Stated task:
Rewrite everything from the line containing "Practice step: identify the window sill" down to the end of the listing. Raise each coordinate in the answer points by 23, and leave every other line and number as it is.

Records provided:
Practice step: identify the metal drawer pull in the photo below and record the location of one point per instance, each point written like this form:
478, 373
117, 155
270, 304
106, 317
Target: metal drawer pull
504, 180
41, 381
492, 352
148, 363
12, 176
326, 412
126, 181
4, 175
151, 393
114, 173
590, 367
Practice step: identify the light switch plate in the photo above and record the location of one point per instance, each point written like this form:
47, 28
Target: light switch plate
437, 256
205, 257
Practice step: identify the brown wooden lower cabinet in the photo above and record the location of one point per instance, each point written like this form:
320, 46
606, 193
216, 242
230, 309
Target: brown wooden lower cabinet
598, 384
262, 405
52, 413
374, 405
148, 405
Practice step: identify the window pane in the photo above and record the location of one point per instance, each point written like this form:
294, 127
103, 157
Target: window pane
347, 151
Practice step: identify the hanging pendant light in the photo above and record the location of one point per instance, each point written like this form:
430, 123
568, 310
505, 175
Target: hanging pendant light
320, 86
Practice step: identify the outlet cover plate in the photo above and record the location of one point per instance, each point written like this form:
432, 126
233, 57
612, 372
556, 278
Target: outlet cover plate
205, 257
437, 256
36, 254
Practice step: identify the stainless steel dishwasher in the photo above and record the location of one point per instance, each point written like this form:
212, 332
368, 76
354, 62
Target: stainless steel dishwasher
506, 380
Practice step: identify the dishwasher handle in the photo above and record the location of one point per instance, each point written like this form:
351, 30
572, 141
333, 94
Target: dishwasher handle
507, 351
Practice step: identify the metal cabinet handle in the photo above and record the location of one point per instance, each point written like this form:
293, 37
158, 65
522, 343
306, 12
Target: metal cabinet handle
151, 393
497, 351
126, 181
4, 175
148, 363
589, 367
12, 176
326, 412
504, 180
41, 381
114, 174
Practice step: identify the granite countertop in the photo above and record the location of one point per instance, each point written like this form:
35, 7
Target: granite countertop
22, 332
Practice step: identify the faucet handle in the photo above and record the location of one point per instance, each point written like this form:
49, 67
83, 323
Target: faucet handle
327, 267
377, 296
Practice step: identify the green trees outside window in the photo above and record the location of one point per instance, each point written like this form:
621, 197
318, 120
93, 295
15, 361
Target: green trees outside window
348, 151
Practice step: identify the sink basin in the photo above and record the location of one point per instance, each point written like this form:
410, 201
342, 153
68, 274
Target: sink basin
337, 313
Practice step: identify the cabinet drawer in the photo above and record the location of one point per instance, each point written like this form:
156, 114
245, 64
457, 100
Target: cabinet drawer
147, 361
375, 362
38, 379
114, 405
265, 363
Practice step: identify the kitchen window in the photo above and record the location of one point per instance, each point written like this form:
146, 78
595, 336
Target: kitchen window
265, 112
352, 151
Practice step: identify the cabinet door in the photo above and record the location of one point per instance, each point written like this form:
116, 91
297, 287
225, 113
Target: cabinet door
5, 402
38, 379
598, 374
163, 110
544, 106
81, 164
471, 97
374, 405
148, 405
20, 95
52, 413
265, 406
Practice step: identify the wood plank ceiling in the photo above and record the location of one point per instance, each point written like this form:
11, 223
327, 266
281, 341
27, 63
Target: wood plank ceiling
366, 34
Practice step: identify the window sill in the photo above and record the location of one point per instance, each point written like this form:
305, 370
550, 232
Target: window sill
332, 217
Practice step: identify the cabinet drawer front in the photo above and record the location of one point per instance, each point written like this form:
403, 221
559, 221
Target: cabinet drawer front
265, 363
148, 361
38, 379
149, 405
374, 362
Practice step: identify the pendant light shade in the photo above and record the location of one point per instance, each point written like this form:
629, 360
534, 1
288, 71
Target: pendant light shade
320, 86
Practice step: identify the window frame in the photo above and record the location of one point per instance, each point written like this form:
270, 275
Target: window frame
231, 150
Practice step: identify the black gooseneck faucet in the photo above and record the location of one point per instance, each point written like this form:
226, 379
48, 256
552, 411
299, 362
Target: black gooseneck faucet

Response for this exercise:
Practice step: identify the window sill in the photo above and record the location of one point per instance, each point written like this form:
305, 370
550, 232
Target: window sill
355, 240
Practice step: identify the cabinet drawer front in the photo above and record the location of one point per instance, each point written like this form:
403, 221
559, 221
Target: cabinet drawer front
288, 386
171, 384
61, 402
172, 428
397, 385
Practice step: identify the pendant light shade in the photo above and record the location of one point per instance, each point written like this form:
629, 360
534, 1
288, 71
Target: pendant light shade
343, 109
Practice step: identify the window frame in the photo above and record the location of one point per instance, each point written like this form:
270, 275
Target: window frame
254, 173
Practice step: identify the black gooseneck faucet in the photo above and record the location of one point per instance, each point written like this form:
226, 379
48, 256
552, 411
299, 362
Target: black gooseneck faucet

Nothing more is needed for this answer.